═══ HALAMAN

KEBEBASAN, TANGGUNG JAWAB, DAN HATI NURANI

Makalah Ilmu Akhlak/Tasawuf

KEBEBASAN, TANGGUNG JAWAB, DAN HATI NURANI

OLEH:
KELOMPOK V:

Supina (180201140)
Muhammad Irsan (170201147)


DOSEN PENGAMPU:
Isnawardatul Bararah,S.Ag., M.Pd


 





PRODI PENDIDIKAN AGAMA ISLAM
FAKULTAS TARBIYAH DAN KEGURUAN
UNIVERSITAS ISLAM NEGRI AR-RANIRY
BANDA ACEH

2019






BAB I
PENDAHULUAN
A.    Latar Belakang
Setiap  manusia pasti selalu menginginkan kebebasan dalam hidupnya. Kebebasan dalam berpikir, berekspresi maupun dalam melakukan kegiatannya, yaitu kegiatan yang disadari, disengaja maupun yang dilakukan demi suatu tujuan yang selanjutnya disebut tindakan. Mereka diberi kebebasan dalam melakukan sesuatu asalkan sesuai dengan syariat yang telah ditetapkan, tidak juga melampaui batas wajar syariat.  Manusia hidup didunia pasti memiliki tanggung jawab dalam melaksanakan kehidupannya, baik itu tanggung jawab terhadap diri sendiri maupun terhadap orang lain, terhadap agama maupun budaya. Adanya akibat ini maka seorang manusia mempunyai taggung jawab atas apa yangdiperbuatnya.

══════
═══ DATA DITAMPILKAN

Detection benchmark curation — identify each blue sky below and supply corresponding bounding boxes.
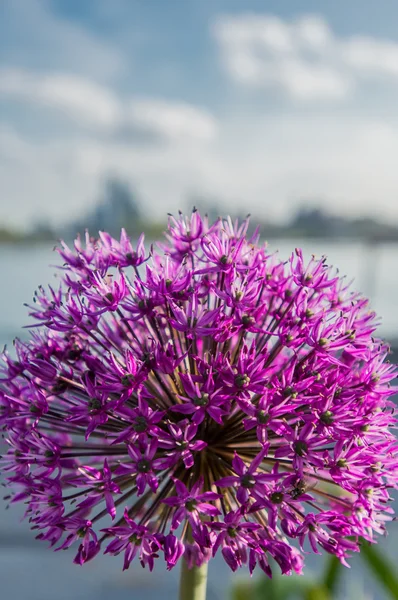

══════

- _SOAL A_
Sebutkan semua pihak atau hal yang menjadi sasaran tanggung jawab manusia menurut latar belakang makalah di atas.
- _SOAL B_
Tentukan apakah setiap pernyataan berikut sesuai dengan makalah di atas. Jawab ya atau tidak, lalu kutip kata-kata makalah yang menjadi dasarnya.
(i) Makalah disusun oleh Kelompok V.
(ii) Makalah disusun di Fakultas Syariah.
(iii) Menurut latar belakang makalah, manusia diberi kebebasan berbuat tanpa batas apa pun.
- _SOAL C_
Menurut makalah di atas, siapa dosen pengampunya?

- _JAWABAN TERTULIS A_
1. Diri sendiri
2. Orang lain
3. Agama
4. Budaya

- _JAWABAN TERTULIS B_
(i) Ya: "KELOMPOK V:"
(ii) Tidak: "FAKULTAS TARBIYAH DAN KEGURUAN"
(iii) Tidak: "asalkan sesuai dengan syariat yang telah ditetapkan, tidak juga melampaui batas wajar syariat"

- _JAWABAN TERTULIS C_
Isnawardatul Bararah,S.Ag., M.Pd